TASK INSTRUCTIONS -
Rewrite the items below with every instance of "street lamp head" replaced by "streetlight fixture", leaving everything else unchanged. Do not include the pictures in your version.

GIVEN DATA -
[Start]

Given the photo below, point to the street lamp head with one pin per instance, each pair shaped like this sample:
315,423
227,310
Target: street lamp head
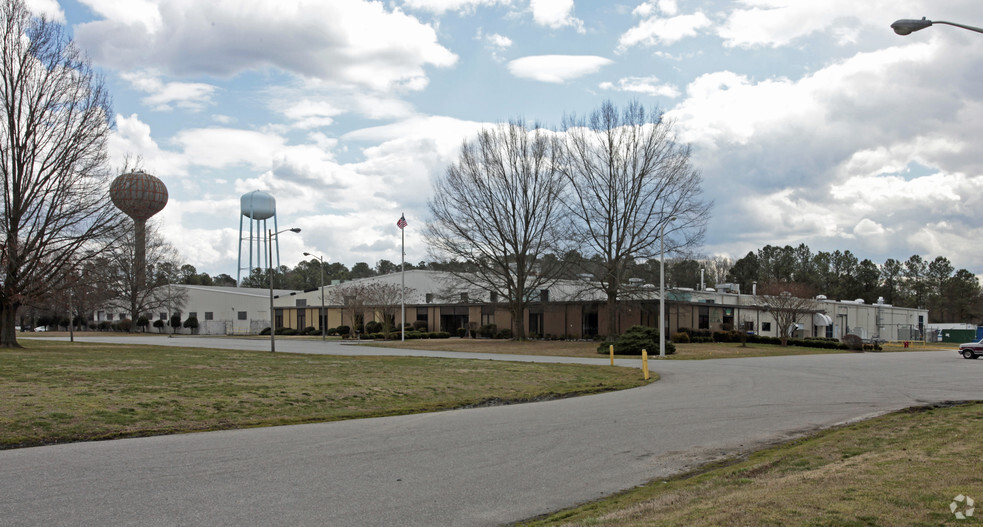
908,26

[End]

COMPLETE RESPONSE -
Given the photo below, point to the streetlight fixture with one pin per instance, each pair shaped like this sample:
315,423
227,310
Target: streetlight fixture
908,26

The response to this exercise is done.